The problem: Render the rows below as a Markdown table with two columns, No. and Line, giving each non-blank line its own numbered entry. Leave the pictures out.

Supplied data:

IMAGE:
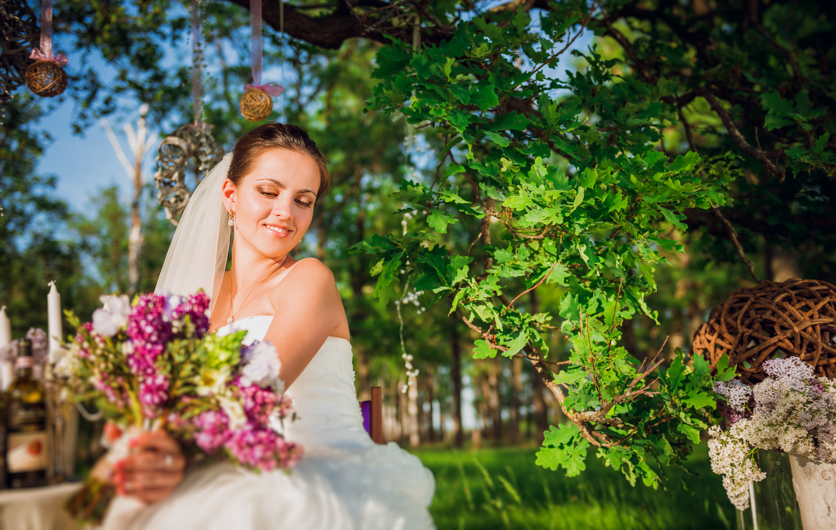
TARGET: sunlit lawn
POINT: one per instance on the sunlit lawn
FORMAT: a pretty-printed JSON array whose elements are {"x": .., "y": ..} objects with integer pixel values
[{"x": 503, "y": 488}]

Answer for this exercise:
| No. | Line |
|---|---|
| 1 | IMAGE: |
| 2 | TARGET: sunlit lawn |
| 3 | POINT: one per instance on the sunlit lawn |
| 4 | FORMAT: a pretty-printed JSON array whose elements are {"x": .., "y": ..} objects with integer pixel values |
| 5 | [{"x": 503, "y": 488}] |